▶ _Work to do_:
Reproduce, word for word, the part of the items that opens with the line containing "task: outline the white catamaran hull bow" and closes with the line containing "578], [753, 565]]". Include both of those lines.

◇ ◇ ◇ ◇ ◇

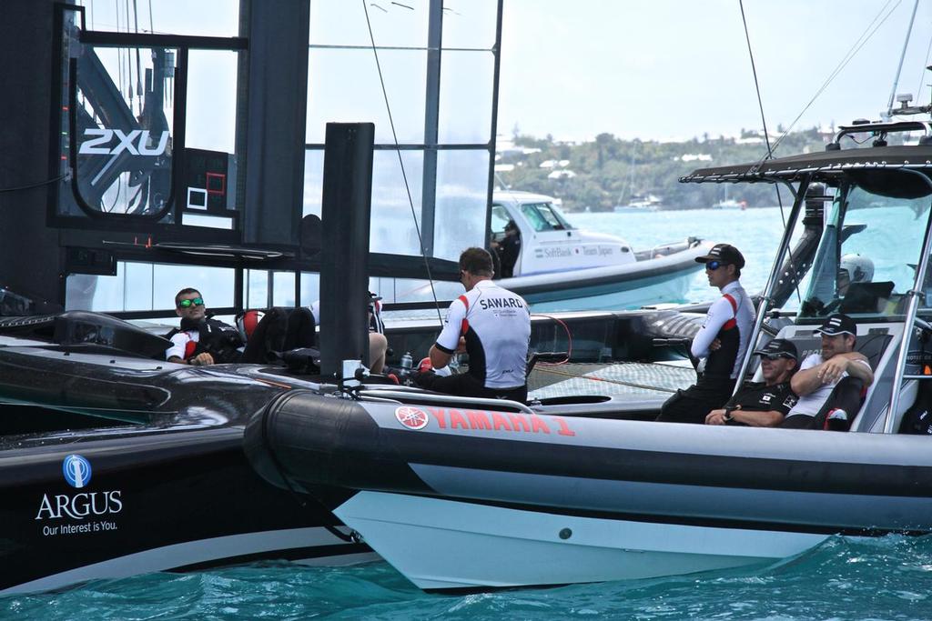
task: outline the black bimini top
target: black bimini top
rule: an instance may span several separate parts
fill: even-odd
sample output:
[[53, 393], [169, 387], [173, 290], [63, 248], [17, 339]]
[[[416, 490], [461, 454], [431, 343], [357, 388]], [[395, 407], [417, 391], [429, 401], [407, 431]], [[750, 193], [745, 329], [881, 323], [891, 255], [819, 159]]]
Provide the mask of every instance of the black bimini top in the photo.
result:
[[840, 176], [858, 171], [923, 169], [932, 172], [932, 145], [881, 146], [807, 153], [750, 164], [699, 169], [680, 177], [683, 183], [798, 182], [812, 175], [813, 181], [837, 182]]

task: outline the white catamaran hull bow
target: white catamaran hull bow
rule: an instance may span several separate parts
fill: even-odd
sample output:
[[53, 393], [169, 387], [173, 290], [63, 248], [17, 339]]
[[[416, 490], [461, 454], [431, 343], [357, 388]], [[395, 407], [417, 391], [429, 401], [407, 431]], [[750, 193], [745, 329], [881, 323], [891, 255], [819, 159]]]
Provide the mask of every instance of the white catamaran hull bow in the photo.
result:
[[829, 535], [583, 518], [379, 492], [335, 511], [425, 590], [651, 578], [753, 565]]

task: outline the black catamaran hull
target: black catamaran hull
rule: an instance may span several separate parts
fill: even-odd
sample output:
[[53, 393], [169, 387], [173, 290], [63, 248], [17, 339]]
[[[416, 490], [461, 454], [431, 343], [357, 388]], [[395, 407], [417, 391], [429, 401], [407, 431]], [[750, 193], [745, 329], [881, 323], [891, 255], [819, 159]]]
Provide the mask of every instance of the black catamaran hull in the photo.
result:
[[327, 509], [250, 466], [243, 424], [290, 386], [250, 374], [262, 372], [0, 347], [0, 593], [263, 559], [375, 558], [341, 538], [348, 529]]
[[428, 589], [666, 575], [791, 556], [833, 533], [932, 531], [923, 438], [298, 391], [256, 414], [246, 442], [270, 482], [349, 491], [327, 501], [337, 517]]

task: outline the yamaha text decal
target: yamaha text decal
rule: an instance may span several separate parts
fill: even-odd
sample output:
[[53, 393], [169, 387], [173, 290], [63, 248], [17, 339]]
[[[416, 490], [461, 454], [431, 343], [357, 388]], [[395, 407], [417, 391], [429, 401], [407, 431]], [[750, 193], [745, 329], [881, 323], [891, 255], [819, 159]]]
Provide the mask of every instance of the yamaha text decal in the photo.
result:
[[62, 536], [118, 529], [113, 518], [123, 510], [120, 491], [91, 490], [89, 485], [93, 468], [88, 459], [76, 453], [67, 455], [62, 460], [62, 474], [74, 492], [42, 494], [35, 520], [43, 522], [43, 535]]
[[[463, 431], [511, 431], [518, 434], [555, 434], [575, 436], [567, 421], [560, 416], [548, 416], [547, 420], [537, 414], [489, 412], [485, 410], [456, 410], [454, 408], [415, 408], [409, 405], [395, 409], [395, 418], [408, 429], [423, 429], [431, 422], [437, 422], [440, 429]], [[554, 424], [555, 426], [551, 426]]]

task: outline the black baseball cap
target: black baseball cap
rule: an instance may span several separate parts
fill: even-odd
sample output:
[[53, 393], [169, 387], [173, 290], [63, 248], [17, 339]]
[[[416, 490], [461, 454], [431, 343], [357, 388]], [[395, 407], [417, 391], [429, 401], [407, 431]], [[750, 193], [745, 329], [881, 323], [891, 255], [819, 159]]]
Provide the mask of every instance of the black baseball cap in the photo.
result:
[[738, 269], [745, 266], [744, 255], [731, 244], [716, 244], [708, 251], [708, 254], [696, 257], [697, 263], [707, 263], [709, 261], [720, 261], [723, 263], [734, 265]]
[[758, 356], [782, 356], [784, 358], [791, 358], [794, 360], [800, 358], [796, 345], [793, 344], [792, 341], [788, 341], [787, 339], [772, 339], [767, 344], [754, 353]]
[[826, 336], [835, 336], [837, 334], [857, 336], [857, 324], [847, 315], [836, 313], [827, 317], [822, 325], [814, 331], [816, 334], [819, 332]]

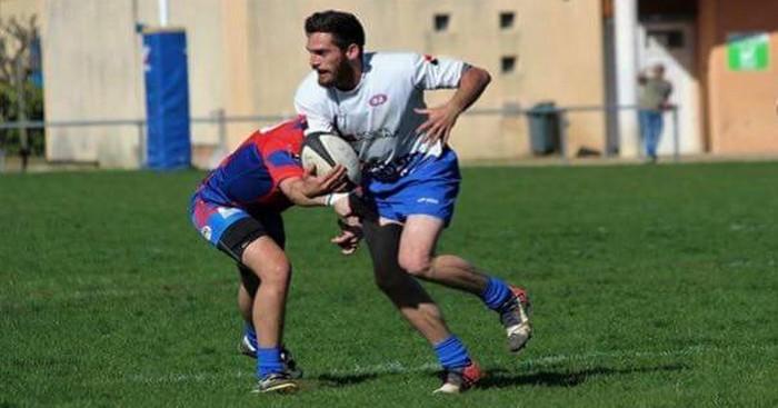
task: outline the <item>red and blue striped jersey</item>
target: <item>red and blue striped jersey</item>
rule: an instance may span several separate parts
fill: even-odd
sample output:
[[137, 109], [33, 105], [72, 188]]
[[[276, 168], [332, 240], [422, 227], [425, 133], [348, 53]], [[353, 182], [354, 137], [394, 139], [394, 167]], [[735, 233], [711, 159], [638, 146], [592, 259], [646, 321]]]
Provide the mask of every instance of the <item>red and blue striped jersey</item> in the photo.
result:
[[202, 181], [198, 193], [209, 202], [248, 210], [282, 211], [292, 203], [279, 189], [290, 177], [301, 177], [306, 120], [281, 122], [249, 136]]

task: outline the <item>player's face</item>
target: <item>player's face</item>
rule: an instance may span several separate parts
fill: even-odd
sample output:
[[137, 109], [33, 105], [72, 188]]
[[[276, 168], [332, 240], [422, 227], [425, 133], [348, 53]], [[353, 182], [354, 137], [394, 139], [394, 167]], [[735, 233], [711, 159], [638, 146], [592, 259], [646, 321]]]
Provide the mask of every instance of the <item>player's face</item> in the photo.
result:
[[329, 32], [313, 32], [308, 36], [306, 49], [309, 63], [319, 76], [322, 87], [339, 86], [350, 76], [350, 66], [346, 52], [332, 41]]

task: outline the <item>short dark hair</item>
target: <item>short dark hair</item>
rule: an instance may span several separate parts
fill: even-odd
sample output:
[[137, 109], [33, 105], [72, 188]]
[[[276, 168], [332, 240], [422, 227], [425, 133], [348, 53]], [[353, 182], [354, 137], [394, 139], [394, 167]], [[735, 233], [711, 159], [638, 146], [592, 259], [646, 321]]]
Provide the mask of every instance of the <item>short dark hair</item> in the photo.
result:
[[365, 48], [365, 30], [357, 17], [350, 12], [327, 10], [312, 13], [306, 19], [306, 34], [327, 32], [332, 34], [335, 44], [341, 50], [356, 43]]

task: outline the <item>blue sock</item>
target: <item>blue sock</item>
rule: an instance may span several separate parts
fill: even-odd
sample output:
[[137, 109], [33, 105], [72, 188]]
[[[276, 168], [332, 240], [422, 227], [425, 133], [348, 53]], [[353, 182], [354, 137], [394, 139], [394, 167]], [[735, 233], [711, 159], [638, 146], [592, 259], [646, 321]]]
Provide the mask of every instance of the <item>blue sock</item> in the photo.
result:
[[257, 349], [257, 377], [265, 378], [265, 376], [273, 372], [283, 372], [283, 362], [281, 362], [281, 348], [258, 348]]
[[510, 300], [512, 297], [513, 292], [510, 290], [508, 285], [492, 277], [489, 277], [487, 287], [483, 289], [483, 293], [481, 293], [483, 303], [486, 303], [489, 309], [495, 311], [501, 311], [500, 306], [505, 305], [505, 302]]
[[249, 339], [249, 344], [256, 350], [259, 346], [257, 346], [257, 331], [253, 327], [248, 324], [243, 326], [243, 335]]
[[435, 345], [435, 354], [438, 355], [438, 361], [445, 369], [467, 367], [470, 364], [470, 356], [465, 345], [453, 335]]

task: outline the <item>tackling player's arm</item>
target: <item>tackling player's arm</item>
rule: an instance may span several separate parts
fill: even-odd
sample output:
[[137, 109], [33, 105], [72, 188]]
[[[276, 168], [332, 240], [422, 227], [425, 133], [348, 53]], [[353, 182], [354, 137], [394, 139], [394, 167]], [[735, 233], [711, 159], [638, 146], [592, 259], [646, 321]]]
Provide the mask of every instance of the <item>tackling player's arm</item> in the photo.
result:
[[332, 193], [342, 190], [346, 185], [346, 168], [338, 165], [323, 176], [311, 176], [306, 170], [301, 177], [285, 178], [278, 188], [296, 206], [316, 207], [331, 206], [339, 198]]
[[491, 81], [489, 72], [482, 68], [466, 67], [457, 91], [442, 106], [427, 109], [415, 109], [417, 113], [427, 115], [427, 120], [419, 126], [418, 132], [425, 132], [425, 140], [433, 143], [437, 140], [448, 142], [451, 129], [459, 115], [469, 108], [483, 93]]

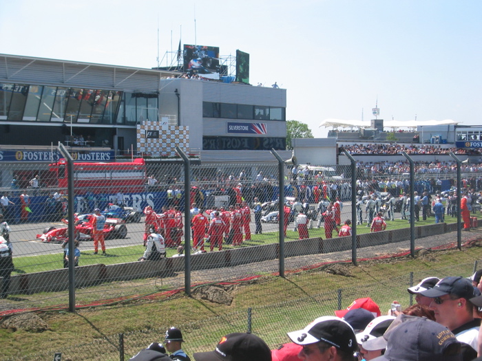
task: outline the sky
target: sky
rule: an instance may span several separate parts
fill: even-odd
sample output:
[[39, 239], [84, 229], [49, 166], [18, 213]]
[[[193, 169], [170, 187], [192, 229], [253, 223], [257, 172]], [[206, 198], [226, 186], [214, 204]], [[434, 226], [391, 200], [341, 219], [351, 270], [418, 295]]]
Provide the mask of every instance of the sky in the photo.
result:
[[[250, 54], [286, 119], [482, 124], [479, 0], [0, 0], [0, 54], [151, 68], [182, 44]], [[164, 60], [163, 60], [164, 59]]]

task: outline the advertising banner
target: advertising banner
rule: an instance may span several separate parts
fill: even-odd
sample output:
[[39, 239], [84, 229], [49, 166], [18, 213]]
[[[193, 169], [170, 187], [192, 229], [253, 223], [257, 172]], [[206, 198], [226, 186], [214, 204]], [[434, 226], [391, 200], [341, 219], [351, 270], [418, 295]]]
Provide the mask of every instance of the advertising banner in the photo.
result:
[[266, 123], [240, 123], [228, 122], [226, 123], [227, 133], [237, 134], [268, 134]]

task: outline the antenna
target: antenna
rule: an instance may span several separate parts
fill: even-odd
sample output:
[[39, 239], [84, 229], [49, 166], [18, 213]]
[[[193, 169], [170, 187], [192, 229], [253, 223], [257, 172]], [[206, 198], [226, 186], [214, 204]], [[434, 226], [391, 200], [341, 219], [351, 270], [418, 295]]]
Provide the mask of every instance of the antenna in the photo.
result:
[[196, 28], [196, 4], [194, 4], [194, 45], [198, 45], [198, 32]]
[[157, 14], [157, 67], [159, 67], [159, 14]]

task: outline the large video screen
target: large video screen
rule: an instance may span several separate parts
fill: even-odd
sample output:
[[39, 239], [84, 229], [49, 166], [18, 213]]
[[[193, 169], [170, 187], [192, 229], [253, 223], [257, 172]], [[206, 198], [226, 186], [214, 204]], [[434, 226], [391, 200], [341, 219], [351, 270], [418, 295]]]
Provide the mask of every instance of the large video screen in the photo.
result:
[[184, 72], [219, 79], [219, 47], [184, 45]]
[[236, 81], [249, 84], [249, 54], [236, 50]]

◇ ◇ ◇ ◇ ◇

▶ _Expected output_:
task: outline the white catamaran hull bow
target: white catamaran hull bow
rule: an instance may span several separate parts
fill: even-odd
sample output:
[[53, 393], [169, 387], [173, 290], [63, 248], [17, 339]]
[[[416, 490], [461, 454], [431, 343], [357, 388]], [[395, 407], [417, 391], [429, 401], [407, 431]], [[750, 193], [745, 329], [881, 323], [891, 255], [819, 159]]]
Provide the mask of every instance of the white catamaran hull bow in the photo.
result:
[[829, 535], [583, 518], [379, 492], [335, 511], [425, 590], [651, 578], [753, 565]]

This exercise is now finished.